TASKS
[a] In the comment thread about Hunter's book, how far into Andy's book does the commenter posting on May 15, 2010 at 10:02pm say they are?
[b] What are all the posting dates and times shown in the comment thread about Hunter's book?
[c] Could you continue the comment thread about Hunter's book from the point where it stops?

PASSAGE
May 17, 2010  12:37pm

Andy -- thank you, thank you, thank you for the spirit of your response. I hope the dialogue and discussion rages on. It's what we should be talking about.

Matt Stephens

May 15, 2010  10:02pm

Andy, your perceptions are spot on. I'm about halfway through your book, and Hunter has obviously not engaged with your book very rigorously. I found his reactions to both yours and Colson's perspectives on culture creation-and-change awfully knee-jerk. Each of you is presenting a different angle or nuance, all of which are important contributions to the conversation. Thanks.

letjusticerolldown Amos

May 15, 2010  4:44pm

Without reading either book, my gut response is that Hunter plus the two respondents actually hold together quite well. My sense is Hunter offers some very insightful commentary but attempts to carry that to a conclusion/apologetic that essentially oversteps. And that includes a mischaracterization of Colson and Crouch. As happens so often--an argument is sellable only if it carves out "new" gound that "corrects" the stuff that has been around.

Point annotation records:
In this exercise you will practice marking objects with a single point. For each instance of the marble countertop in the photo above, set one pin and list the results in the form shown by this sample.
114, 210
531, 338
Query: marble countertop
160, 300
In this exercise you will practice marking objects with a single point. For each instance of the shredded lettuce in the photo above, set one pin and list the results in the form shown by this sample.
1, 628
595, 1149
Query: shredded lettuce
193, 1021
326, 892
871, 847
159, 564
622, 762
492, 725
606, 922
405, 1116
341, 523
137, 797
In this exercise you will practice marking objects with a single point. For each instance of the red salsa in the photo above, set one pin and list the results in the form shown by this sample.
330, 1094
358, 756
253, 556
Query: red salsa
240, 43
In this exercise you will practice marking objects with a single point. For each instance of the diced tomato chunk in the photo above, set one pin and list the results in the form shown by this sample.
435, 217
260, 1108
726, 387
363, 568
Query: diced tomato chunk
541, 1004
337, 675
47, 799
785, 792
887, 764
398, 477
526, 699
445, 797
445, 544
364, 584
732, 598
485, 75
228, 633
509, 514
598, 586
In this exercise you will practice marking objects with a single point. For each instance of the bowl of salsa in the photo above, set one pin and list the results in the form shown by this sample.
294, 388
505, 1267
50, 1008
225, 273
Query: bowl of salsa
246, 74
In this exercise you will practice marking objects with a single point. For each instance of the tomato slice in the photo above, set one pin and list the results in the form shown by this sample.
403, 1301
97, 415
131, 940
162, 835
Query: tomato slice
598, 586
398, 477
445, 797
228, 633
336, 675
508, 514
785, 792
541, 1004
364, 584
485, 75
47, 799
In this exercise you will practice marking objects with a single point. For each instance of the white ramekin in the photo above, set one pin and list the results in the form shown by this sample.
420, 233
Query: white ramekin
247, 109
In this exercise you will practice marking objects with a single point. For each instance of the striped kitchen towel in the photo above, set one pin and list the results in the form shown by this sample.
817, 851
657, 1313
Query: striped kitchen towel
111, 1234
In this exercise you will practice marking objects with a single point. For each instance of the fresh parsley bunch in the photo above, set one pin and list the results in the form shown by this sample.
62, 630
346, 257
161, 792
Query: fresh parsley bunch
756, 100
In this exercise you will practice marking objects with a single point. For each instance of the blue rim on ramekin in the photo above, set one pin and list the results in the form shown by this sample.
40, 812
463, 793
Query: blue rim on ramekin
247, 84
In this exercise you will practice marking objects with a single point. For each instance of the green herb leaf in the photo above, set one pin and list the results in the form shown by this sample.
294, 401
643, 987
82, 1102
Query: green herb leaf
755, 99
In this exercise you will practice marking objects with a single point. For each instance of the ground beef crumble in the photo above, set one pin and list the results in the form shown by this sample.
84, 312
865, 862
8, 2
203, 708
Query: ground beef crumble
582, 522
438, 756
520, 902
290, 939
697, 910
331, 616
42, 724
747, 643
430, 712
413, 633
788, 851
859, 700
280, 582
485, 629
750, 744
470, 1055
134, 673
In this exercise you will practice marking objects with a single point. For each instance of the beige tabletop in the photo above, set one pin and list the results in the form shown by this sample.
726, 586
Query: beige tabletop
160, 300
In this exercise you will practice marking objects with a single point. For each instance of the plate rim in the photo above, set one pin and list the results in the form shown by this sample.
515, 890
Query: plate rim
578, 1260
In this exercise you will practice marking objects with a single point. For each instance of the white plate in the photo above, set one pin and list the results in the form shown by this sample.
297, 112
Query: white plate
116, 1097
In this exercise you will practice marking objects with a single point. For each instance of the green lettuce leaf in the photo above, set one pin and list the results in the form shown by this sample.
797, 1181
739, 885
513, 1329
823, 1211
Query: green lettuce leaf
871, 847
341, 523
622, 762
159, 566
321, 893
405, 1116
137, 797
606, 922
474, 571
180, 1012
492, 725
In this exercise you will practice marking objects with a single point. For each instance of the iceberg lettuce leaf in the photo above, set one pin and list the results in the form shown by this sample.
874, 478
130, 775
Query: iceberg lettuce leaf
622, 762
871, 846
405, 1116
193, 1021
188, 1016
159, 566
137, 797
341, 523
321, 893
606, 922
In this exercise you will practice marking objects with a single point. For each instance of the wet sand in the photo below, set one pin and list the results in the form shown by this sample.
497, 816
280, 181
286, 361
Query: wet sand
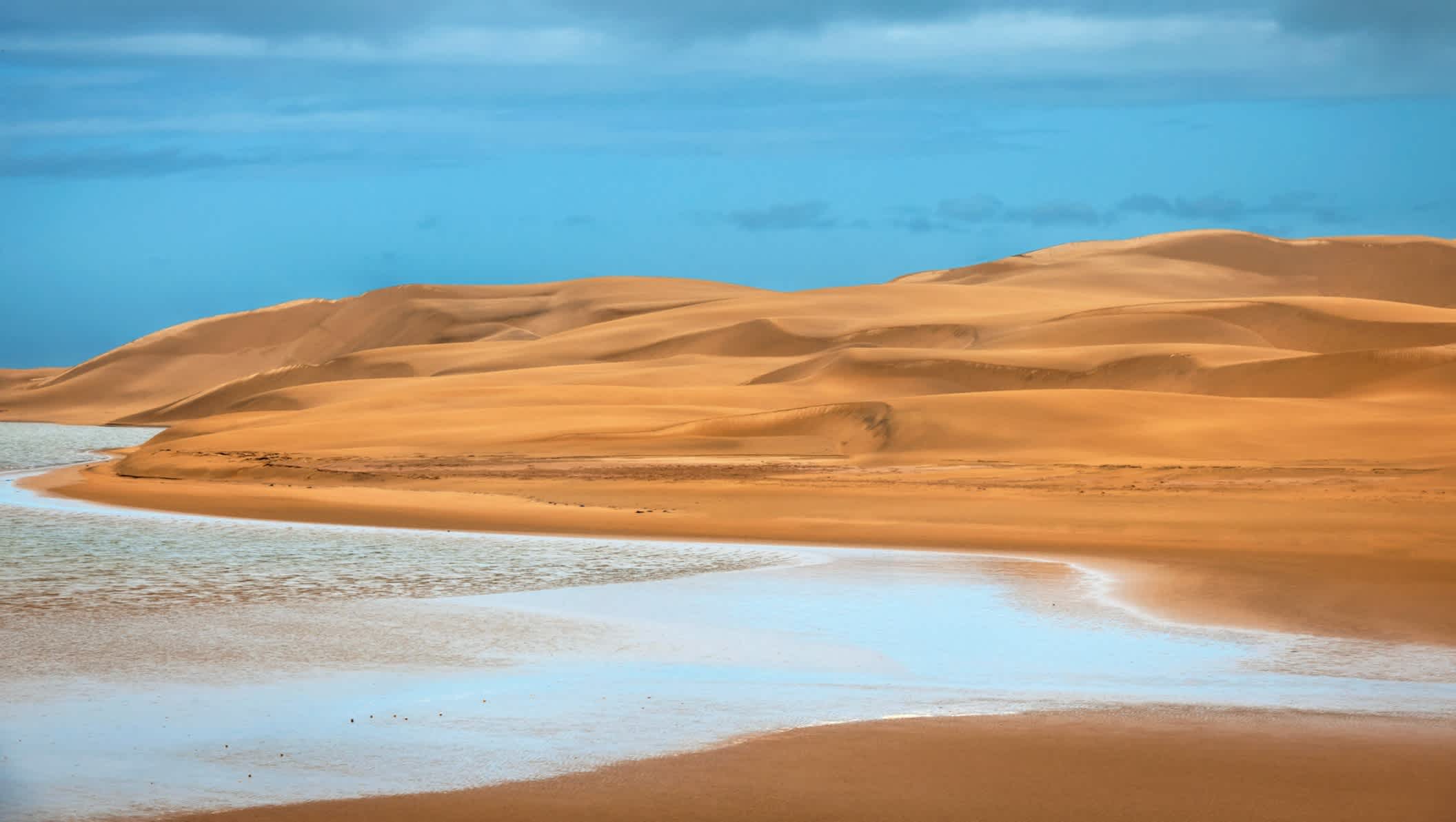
1135, 766
1366, 552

EXPECTED RESPONSES
[a] About halfway through.

[b] May 17, 2010, 12:37pm; May 15, 2010, 10:02pm; May 15, 2010, 4:44pm

[c]
mike p

May 15, 2010  5:30am

A good, fair handed response. I read Crouch's book first and appreciated what the did. It was helpful. I think he does put more emphasis on the local, and this is necessary. Hunter was right to shift the focus to institutions and to acknowledge the role of elites. I suspect there may be a difference in the two authors' own social locatin and personal narratives. This is fine and is to be lauded; the two books are very instructive when read together. What I found important in these two books is that Crouch and Hunter expose and challenge the insatiable desire within both the Chrisitan Right and Left to control America by controlling the "political" process. Changing the world has become running the world. There are very deep theologial assumptions at work in this view, many of which evangelicals need to see honestly in order to acknowledge just how "un evangelical" their so called "strategies" are. This is nothing less than forms of Christian triumphalism.

Dan Morris

May 14, 2010  9:57pm

Andy, I loved your response! It was measured, thoughtful and responsive. You modeled humility and compassion towards a fellow Christian writer and that really makes me want to pick up your book. I would enjoy a discussion between both you and Mr. Hunter about culture and its relationship to Christianity. I think you both would move the subject forward and not just back and forth. A (2) hour Pod Cast would be fantastic!